• _What you are asked to do_: List every line in the items below that contains the string "rider".

[Raw items]
►

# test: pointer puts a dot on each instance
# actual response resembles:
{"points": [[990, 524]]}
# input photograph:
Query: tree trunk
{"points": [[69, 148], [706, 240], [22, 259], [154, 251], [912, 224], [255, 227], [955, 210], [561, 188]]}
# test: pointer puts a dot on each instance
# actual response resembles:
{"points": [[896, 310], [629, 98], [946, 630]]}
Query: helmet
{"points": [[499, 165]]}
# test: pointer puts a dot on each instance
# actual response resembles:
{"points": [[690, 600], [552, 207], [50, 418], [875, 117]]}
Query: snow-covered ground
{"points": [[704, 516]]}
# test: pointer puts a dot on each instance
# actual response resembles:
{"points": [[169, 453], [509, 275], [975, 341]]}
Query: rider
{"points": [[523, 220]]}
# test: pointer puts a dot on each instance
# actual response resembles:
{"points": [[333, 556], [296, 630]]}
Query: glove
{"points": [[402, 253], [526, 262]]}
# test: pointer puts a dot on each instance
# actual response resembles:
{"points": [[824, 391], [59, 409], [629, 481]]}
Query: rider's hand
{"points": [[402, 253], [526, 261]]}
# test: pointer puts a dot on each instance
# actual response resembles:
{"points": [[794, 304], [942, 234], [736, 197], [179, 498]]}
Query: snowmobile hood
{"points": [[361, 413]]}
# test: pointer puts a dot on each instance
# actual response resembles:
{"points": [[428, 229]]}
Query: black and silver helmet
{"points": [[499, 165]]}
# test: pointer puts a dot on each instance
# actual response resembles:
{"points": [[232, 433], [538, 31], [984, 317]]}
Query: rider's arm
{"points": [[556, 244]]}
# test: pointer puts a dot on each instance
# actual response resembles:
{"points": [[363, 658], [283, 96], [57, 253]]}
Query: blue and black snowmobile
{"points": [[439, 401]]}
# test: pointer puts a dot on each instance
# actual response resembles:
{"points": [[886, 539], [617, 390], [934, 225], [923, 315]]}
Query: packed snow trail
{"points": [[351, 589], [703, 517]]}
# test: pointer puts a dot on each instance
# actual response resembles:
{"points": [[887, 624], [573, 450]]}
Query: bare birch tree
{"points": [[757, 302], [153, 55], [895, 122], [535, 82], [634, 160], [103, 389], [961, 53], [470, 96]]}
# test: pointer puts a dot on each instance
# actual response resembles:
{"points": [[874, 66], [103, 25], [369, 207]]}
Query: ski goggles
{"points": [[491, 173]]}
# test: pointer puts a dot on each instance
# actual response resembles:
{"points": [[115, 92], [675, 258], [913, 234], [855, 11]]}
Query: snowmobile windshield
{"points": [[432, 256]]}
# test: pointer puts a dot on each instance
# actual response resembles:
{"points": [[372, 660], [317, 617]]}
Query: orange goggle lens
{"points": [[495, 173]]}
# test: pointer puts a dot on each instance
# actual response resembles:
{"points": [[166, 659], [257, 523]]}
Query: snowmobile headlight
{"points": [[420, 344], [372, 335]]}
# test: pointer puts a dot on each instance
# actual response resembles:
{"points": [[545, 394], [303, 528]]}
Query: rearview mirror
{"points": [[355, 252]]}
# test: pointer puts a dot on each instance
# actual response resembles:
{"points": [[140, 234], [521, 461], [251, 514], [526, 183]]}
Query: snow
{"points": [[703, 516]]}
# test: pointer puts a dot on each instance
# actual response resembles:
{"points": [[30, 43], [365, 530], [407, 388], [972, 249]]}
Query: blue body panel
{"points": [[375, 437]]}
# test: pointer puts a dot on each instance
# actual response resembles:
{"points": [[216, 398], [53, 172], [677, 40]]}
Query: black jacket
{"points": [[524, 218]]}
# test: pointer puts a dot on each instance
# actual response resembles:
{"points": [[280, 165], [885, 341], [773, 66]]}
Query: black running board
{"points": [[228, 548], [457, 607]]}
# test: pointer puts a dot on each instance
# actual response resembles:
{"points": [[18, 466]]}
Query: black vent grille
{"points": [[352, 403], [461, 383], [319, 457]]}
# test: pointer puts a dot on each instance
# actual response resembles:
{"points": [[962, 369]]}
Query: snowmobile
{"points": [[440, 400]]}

◄

• _Result_:
Query: rider
Query: rider's hand
Query: rider's arm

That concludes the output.